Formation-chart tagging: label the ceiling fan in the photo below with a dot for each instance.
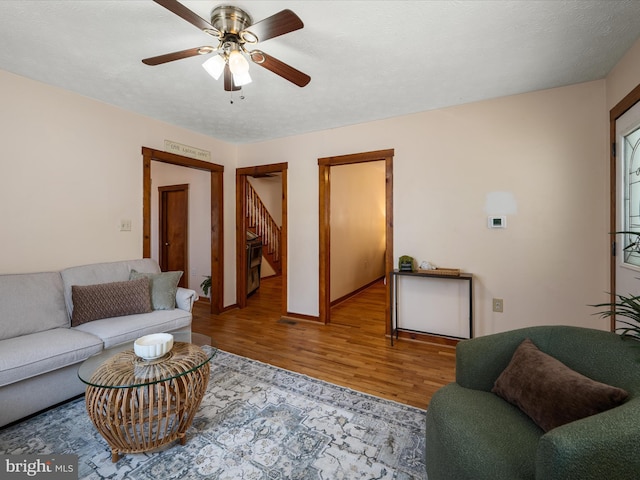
(234, 29)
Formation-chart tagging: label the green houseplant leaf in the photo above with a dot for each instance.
(206, 285)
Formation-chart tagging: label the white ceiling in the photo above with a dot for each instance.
(367, 60)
***
[Exercise requirements] Reproduce the listing above verbatim, line for line, and omit the picture.

[Right answer]
Formation-chart tagging: label the ceiling fan in the photo below with a dot for each instance.
(234, 29)
Formation-chart tagging: label the green houseplant leaf in the photo above with a dot for each instance.
(206, 285)
Formation-chart tagging: label the white ceiling in the photo above with a dot for each instance.
(367, 60)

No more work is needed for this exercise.